Records from a data collection |
BEGIN

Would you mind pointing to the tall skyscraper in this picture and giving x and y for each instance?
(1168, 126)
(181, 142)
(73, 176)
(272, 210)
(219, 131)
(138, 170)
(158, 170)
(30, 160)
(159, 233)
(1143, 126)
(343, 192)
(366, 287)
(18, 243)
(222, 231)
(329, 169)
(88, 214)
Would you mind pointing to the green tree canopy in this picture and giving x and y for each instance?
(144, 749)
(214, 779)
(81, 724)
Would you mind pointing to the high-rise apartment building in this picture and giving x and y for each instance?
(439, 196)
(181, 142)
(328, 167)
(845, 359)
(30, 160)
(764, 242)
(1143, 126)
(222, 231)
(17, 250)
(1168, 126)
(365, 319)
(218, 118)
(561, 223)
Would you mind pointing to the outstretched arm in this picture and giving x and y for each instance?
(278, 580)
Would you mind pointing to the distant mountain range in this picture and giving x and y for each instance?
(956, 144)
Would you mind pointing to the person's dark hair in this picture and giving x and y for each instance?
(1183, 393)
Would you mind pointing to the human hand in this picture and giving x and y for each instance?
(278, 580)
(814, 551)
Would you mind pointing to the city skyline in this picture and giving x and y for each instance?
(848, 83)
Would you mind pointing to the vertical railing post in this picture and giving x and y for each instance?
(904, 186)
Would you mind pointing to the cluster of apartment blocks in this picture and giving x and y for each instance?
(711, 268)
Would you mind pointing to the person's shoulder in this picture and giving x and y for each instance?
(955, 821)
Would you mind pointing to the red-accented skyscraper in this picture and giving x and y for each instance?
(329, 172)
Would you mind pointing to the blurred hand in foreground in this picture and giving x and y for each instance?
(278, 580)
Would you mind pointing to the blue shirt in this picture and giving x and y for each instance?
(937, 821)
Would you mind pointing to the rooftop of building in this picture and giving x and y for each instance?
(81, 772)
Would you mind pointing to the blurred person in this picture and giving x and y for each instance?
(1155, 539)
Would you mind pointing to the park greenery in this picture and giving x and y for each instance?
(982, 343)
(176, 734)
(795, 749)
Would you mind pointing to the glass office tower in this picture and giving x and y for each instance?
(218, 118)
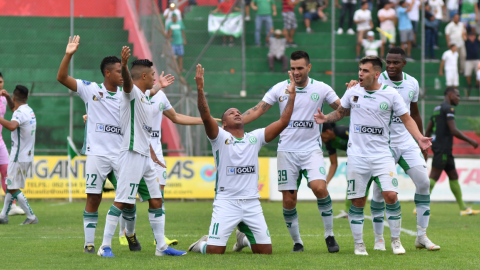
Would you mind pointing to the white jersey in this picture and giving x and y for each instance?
(409, 90)
(159, 103)
(23, 137)
(370, 118)
(302, 133)
(103, 135)
(237, 164)
(136, 121)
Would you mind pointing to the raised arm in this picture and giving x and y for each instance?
(211, 127)
(62, 75)
(127, 79)
(275, 128)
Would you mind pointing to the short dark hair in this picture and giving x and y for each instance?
(20, 93)
(297, 55)
(107, 61)
(138, 67)
(374, 60)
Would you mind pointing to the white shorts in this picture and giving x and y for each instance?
(17, 174)
(96, 170)
(408, 156)
(136, 174)
(451, 77)
(246, 214)
(292, 165)
(362, 171)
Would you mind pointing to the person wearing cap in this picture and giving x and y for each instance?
(276, 50)
(370, 45)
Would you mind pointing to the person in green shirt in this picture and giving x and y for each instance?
(176, 34)
(265, 9)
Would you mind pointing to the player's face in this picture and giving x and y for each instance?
(395, 64)
(300, 70)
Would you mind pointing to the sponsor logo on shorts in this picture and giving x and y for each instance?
(301, 124)
(108, 129)
(368, 130)
(231, 170)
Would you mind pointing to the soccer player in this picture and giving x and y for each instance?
(442, 127)
(236, 189)
(299, 147)
(23, 126)
(14, 209)
(135, 160)
(369, 156)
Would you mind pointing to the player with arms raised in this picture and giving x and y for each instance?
(369, 155)
(236, 189)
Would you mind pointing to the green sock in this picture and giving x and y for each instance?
(457, 192)
(432, 184)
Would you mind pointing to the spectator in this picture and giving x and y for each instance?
(347, 6)
(172, 9)
(370, 45)
(387, 17)
(225, 7)
(276, 50)
(176, 33)
(455, 34)
(405, 28)
(363, 19)
(471, 46)
(265, 9)
(289, 21)
(312, 10)
(450, 62)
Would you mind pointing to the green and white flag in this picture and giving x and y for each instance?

END

EXERCISE AIM | The answer is the full set of records printed exactly, less the pictures.

RESPONSE TO THE TASK |
Would you mind pointing to the tall skyscraper in this picture and giving x and y for each instance?
(1168, 126)
(181, 142)
(73, 176)
(272, 210)
(219, 131)
(138, 170)
(158, 170)
(30, 160)
(159, 233)
(1143, 126)
(343, 192)
(366, 287)
(18, 243)
(222, 231)
(329, 169)
(88, 214)
Would you mind pointing to the green tree canopy in this picture and giving x and y for each instance?
(144, 749)
(214, 779)
(81, 724)
Would you mind pointing to the high-rise apartment building in this picture and giving x and y for each instance?
(439, 196)
(181, 142)
(328, 167)
(845, 359)
(30, 160)
(764, 242)
(1143, 126)
(222, 231)
(17, 250)
(1168, 126)
(365, 319)
(218, 118)
(561, 223)
Would you mind pointing to the outstretched arm in this picture and giving x and y for each instance?
(278, 580)
Would you mind pointing to the distant mountain range in this picture and giving x and y for each instance?
(956, 144)
Would you mind pointing to the person's dark hair in this picture and giving x and y for each instance?
(1183, 393)
Would you mind pointing to the human hand in this picture and giving x and y for each instance?
(278, 580)
(814, 551)
Would you mind pointing to the city skyline in this picture and giving x and y for each instance?
(848, 83)
Would you mind pointing to the vertical railing post in this picture and giving x and y for each instance?
(904, 186)
Would you mind pointing to the cluster of apartment blocks in this picture and giving x and y for each instance?
(711, 268)
Would you mind pointing to the person's shoulder in this picture and giving x and y for each instance?
(955, 821)
Would you mind pointing to the red-accented skyscraper in this picture and giving x and y for each instance?
(329, 172)
Would you mind pointing to the blurred hand in foreground in this picture and giving x and y for each instance?
(278, 580)
Would you mind pointing to the blue shirt in this picture and giving x and y for each instance?
(937, 821)
Would you mind pointing to the rooftop of building in this picture and giving x and y for each instance?
(81, 772)
Would you mind pointing to the blurred person in this picture and giving x and y for each instance?
(1155, 539)
Would you mind pointing to the park greenery in this picture and giving x and y for each instance?
(982, 343)
(176, 734)
(795, 749)
Would you mind pointing to the glass office tower in this picture and giving x and y for each instance?
(218, 118)
Would you mind pointing to the white jersey in this picture and giving x and y for each instance?
(409, 90)
(159, 103)
(23, 137)
(370, 118)
(302, 133)
(103, 135)
(237, 164)
(136, 121)
Would you mind pointing to the raised arm in this picture and giving x and y for each instance?
(211, 127)
(62, 75)
(127, 79)
(275, 128)
Would you mind pointing to the short dark hair in this picture and giving x and y for each instance?
(20, 93)
(297, 55)
(107, 61)
(138, 67)
(374, 60)
Would you mind pointing to the white shorts in this picture and giving x and y for each instance?
(17, 174)
(96, 170)
(408, 156)
(136, 174)
(451, 77)
(246, 214)
(292, 165)
(362, 171)
Would you mind pointing to the person wearing cap in this picture and giving x and y for each instance?
(276, 50)
(370, 45)
Would you mind pointing to the person in green shirt in this picture and giving x and y for each instance?
(176, 34)
(265, 9)
Would you mind pointing to the player's face in this picture and giving x and y for each instance?
(395, 64)
(300, 70)
Would you mind pointing to the sponsor logo on shorts in this picture and giving x and y for each instance?
(301, 124)
(108, 129)
(368, 130)
(231, 170)
Would you mind pointing to the soccer player in this picture and giving x and y for each instance?
(442, 127)
(236, 189)
(299, 147)
(23, 126)
(14, 209)
(135, 160)
(369, 156)
Would you mind pointing to the player with arms raised in this picture and giving x and y for each instance?
(369, 155)
(236, 189)
Would you mind pointing to the green sock in this picture and giving x and y for each instance?
(457, 192)
(432, 184)
Would you mind pointing to the spectator in this picture and giving x and y for each instance?
(347, 6)
(172, 9)
(370, 45)
(387, 17)
(225, 7)
(276, 50)
(176, 33)
(455, 34)
(405, 28)
(363, 19)
(471, 46)
(265, 9)
(289, 21)
(312, 10)
(450, 62)
Would you mind pointing to the green and white flag in this picture and giving x and y for each instance?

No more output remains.